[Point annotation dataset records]
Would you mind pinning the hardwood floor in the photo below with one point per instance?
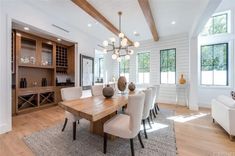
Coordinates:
(196, 135)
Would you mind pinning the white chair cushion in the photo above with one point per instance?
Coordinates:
(228, 101)
(119, 126)
(71, 117)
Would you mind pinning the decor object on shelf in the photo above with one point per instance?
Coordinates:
(131, 86)
(182, 79)
(122, 83)
(44, 82)
(23, 83)
(123, 49)
(108, 91)
(233, 95)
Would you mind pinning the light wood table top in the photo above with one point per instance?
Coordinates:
(96, 107)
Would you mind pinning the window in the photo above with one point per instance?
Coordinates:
(214, 64)
(124, 67)
(143, 67)
(101, 67)
(217, 24)
(168, 66)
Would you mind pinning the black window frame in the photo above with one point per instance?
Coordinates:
(123, 57)
(167, 64)
(138, 69)
(227, 64)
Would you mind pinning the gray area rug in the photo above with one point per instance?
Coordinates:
(52, 142)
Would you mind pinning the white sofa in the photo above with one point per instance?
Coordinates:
(223, 112)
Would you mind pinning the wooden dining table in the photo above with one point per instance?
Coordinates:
(96, 109)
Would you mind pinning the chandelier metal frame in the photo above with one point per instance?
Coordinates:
(124, 44)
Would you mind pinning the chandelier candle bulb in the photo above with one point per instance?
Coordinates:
(131, 52)
(112, 39)
(127, 57)
(122, 47)
(121, 35)
(136, 44)
(119, 59)
(105, 51)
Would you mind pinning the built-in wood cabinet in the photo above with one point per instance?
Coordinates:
(36, 62)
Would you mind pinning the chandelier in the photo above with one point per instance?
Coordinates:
(124, 46)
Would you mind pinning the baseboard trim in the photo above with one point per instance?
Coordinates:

**TASK:** Retype every one of the rows above word for word, omitting the pictures.

**FINISHED TASK:**
Would you mind pinning the hardwood floor in the photo below with one point per instance?
Coordinates:
(196, 135)
Would you mind pinning the white chair cushion in the photo above with one point per instance?
Coordinates:
(228, 101)
(119, 126)
(71, 117)
Would you mind pinning the decor object on shelf in the photo above with one point per instance?
Coordinates:
(131, 86)
(182, 79)
(122, 83)
(44, 82)
(23, 83)
(123, 49)
(108, 91)
(233, 95)
Would you mind pinning the light wood table top in the photo above with one point per instance?
Coordinates:
(96, 107)
Would you mind pinning the window in the photo above with one point per instance?
Coordinates:
(214, 64)
(124, 67)
(143, 67)
(101, 67)
(217, 24)
(168, 66)
Would you mind pinning the black window frame in the photo above with one point per instance?
Coordinates:
(123, 57)
(167, 64)
(138, 69)
(227, 64)
Would you mind pinning the gray area rug in the photo above with one point per instance?
Coordinates:
(52, 142)
Would you mind pinning the white sofa in the photo above with one point per instance?
Coordinates:
(223, 112)
Would you mind pinning the wooden dining table in the photo above with one point per instance?
Coordinates:
(96, 109)
Would you mind pinning the chandelier metal frame in the photo above with one point per instance?
Coordinates:
(124, 44)
Would you mind pinning the chandelier candle bulb in the photo above with one point per instance?
Coordinates:
(131, 52)
(112, 39)
(127, 57)
(122, 47)
(121, 35)
(136, 44)
(119, 59)
(105, 51)
Would you mind pinning the built-in wood cabinet in the photo above with one point per instance?
Coordinates:
(36, 62)
Would you mind pinning the chandelier in the photo above with one point per instance?
Coordinates:
(124, 46)
Would you mind pinning the baseboard trim in the photo above with one point per instance?
Coordinates:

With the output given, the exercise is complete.